Document text:
□ □ □ □

= Willie Piazza =

American brothel madam

Willie Vincent Piazza (c. 1865 – November 2, 1932) was a sex worker and brothel proprietor in the Storyville area of New Orleans, United States, during that red light district's period of legal operation. From 1898 until the district's closure in 1917, Piazza worked as a madam and specialized in providing octoroon women for her clients; she herself was mixed-race.

==Early life==
Little is known about Piazza's early life. Her parents, Italian immigrant Vincent Piazza and woman of colour, Celia Caldwell, were both still teenagers and unmarried at the time of her birth. Their daughter had at least two other siblings. Piazza was born in Copiah County, Mississippi and first moved to New Orleans in the mid-1890s.

=="Countess" Willie Piazza==
Operating for a period of about twenty years, Piazza became known in Storyville for her brothel parlor. She was one of several women of mixed ancestry to operate brothels in the area, Lulu White being perhaps the most prominent. Purchasing her 317 N. Basin Street premises for $12,000 in 1907, she spent an additional $30,000 on furnishings and other upgrades; the brothel was immediately successful, allowing Piazza to pay off the mortgage within two years. Piazza's "girls" were known around New Orleans for their fine clothes, private coaches, and for their abilities to sing and play musical instruments; jazz pianist Jelly Roll Morton sometimes played her upright white piano. The average annual income for a Willie Piazza octoroon was thought to be $1,000-$2,000. Piazza herself became known as "Countess Willie Piazza" and cultivated an image of European sophistication. She used a “two foot ivory, gold and diamond” cigarette holder to smoke Russian cigarettes.

After the closure of Storyville in 1917, Piazza continued to work as a prostitute and procuress.

Piazza was one of the main characters (played by Virginia Mayo) in the 1978 Dennis Kane film French Quarter.

==Death==
Willie Piazza died from cancer on November 2, 1932, in New Orleans. Due to careful investments, she reportedly left a significant estate.

□ □ □ □

Set of tasks:
1. Copy the Willie Piazza text word for word, from "Willie Vincent Piazza" to "in the mid-1890s.".
2. According to the Willie Piazza text, how much did Piazza pay for her 317 N. Basin Street premises, and in what year?

Phrase grounding data:
□ □ □ □

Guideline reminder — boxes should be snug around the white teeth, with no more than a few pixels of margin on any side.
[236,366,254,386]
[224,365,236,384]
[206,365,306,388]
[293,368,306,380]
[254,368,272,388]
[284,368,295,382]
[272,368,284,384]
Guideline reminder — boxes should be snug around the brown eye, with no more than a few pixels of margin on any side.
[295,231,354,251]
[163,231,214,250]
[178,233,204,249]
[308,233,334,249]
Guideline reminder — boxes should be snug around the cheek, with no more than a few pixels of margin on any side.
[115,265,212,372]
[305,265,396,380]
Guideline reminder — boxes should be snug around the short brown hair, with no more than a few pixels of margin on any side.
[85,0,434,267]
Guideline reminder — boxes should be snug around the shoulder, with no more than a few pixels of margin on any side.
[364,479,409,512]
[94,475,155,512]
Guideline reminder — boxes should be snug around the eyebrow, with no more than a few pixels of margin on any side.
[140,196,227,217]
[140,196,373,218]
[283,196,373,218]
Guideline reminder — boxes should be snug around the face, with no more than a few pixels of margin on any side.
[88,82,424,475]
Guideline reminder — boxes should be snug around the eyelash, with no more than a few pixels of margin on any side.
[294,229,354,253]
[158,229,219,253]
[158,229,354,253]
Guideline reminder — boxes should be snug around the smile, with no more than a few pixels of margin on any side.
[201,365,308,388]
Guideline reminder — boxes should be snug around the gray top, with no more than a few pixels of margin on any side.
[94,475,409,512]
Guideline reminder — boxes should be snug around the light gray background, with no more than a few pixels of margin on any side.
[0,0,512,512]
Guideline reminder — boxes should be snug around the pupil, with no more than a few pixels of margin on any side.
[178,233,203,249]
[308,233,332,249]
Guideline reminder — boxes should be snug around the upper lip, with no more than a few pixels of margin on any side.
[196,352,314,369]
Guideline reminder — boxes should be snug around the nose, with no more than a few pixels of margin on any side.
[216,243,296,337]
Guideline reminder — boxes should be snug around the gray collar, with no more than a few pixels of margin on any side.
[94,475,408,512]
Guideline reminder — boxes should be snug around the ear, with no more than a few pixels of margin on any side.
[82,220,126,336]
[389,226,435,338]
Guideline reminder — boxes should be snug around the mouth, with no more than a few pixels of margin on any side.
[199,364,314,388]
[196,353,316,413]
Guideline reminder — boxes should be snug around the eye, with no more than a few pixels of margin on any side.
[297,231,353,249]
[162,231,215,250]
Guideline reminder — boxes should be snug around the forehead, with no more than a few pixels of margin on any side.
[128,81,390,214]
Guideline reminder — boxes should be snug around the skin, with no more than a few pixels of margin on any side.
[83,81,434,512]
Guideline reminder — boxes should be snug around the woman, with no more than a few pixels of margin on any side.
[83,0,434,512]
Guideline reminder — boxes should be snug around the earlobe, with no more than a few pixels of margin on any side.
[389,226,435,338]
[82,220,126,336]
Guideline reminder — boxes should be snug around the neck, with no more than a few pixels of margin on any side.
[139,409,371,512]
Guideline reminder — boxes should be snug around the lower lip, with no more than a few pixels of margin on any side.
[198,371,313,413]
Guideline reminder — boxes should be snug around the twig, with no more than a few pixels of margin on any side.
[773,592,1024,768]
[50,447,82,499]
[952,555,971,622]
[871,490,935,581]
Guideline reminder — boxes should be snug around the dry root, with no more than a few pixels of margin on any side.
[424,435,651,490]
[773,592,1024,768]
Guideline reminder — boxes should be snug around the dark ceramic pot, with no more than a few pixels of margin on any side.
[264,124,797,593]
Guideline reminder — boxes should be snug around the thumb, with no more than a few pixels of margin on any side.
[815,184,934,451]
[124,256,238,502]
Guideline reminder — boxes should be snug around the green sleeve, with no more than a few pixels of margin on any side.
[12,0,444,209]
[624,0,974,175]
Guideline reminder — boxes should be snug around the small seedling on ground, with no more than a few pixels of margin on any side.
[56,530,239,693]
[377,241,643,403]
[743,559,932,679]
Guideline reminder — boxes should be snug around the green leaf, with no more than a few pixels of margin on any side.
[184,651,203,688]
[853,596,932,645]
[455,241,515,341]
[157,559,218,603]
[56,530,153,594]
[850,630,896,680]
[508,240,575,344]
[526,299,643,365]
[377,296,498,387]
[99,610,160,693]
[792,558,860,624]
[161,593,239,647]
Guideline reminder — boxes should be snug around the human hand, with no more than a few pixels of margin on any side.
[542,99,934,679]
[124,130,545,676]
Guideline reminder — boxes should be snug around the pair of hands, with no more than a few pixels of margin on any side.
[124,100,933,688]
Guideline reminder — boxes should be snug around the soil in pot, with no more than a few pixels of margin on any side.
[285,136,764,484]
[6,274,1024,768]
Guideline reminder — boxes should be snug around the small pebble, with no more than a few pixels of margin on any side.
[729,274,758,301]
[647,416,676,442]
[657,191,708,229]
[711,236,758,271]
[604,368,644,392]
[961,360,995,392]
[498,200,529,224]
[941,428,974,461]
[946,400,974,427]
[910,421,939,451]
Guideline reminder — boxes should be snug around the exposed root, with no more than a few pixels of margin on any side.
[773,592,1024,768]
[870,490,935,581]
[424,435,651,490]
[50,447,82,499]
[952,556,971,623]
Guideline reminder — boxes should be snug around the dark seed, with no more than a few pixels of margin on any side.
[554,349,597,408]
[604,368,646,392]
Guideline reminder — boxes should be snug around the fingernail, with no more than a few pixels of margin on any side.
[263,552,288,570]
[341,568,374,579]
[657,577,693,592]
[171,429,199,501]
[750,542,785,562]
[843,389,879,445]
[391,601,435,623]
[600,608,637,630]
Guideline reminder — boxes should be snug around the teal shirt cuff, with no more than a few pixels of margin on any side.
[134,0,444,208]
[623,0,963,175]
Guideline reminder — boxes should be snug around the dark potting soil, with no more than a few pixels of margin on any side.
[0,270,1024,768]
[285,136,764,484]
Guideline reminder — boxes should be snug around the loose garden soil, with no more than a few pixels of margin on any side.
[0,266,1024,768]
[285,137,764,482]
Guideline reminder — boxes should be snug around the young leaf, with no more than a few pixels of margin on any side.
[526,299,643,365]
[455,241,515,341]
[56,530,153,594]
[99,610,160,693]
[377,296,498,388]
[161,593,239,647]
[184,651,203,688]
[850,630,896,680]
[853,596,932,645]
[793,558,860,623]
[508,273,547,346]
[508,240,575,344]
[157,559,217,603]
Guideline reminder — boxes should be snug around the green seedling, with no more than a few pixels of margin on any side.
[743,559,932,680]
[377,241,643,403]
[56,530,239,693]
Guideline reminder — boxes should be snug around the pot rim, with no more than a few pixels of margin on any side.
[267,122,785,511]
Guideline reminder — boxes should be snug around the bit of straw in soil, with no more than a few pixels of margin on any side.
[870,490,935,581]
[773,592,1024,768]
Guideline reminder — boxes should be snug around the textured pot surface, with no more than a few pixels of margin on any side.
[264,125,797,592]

□ □ □ □

Answers provided:
1.
Willie Vincent Piazza (c. 1865 – November 2, 1932) was a sex worker and brothel proprietor in the Storyville area of New Orleans, United States, during that red light district's period of legal operation. From 1898 until the district's closure in 1917, Piazza worked as a madam and specialized in providing octoroon women for her clients; she herself was mixed-race.

==Early life==
Little is known about Piazza's early life. Her parents, Italian immigrant Vincent Piazza and woman of colour, Celia Caldwell, were both still teenagers and unmarried at the time of her birth. Their daughter had at least two other siblings. Piazza was born in Copiah County, Mississippi and first moved to New Orleans in the mid-1890s.

2. $12,000, in 1907.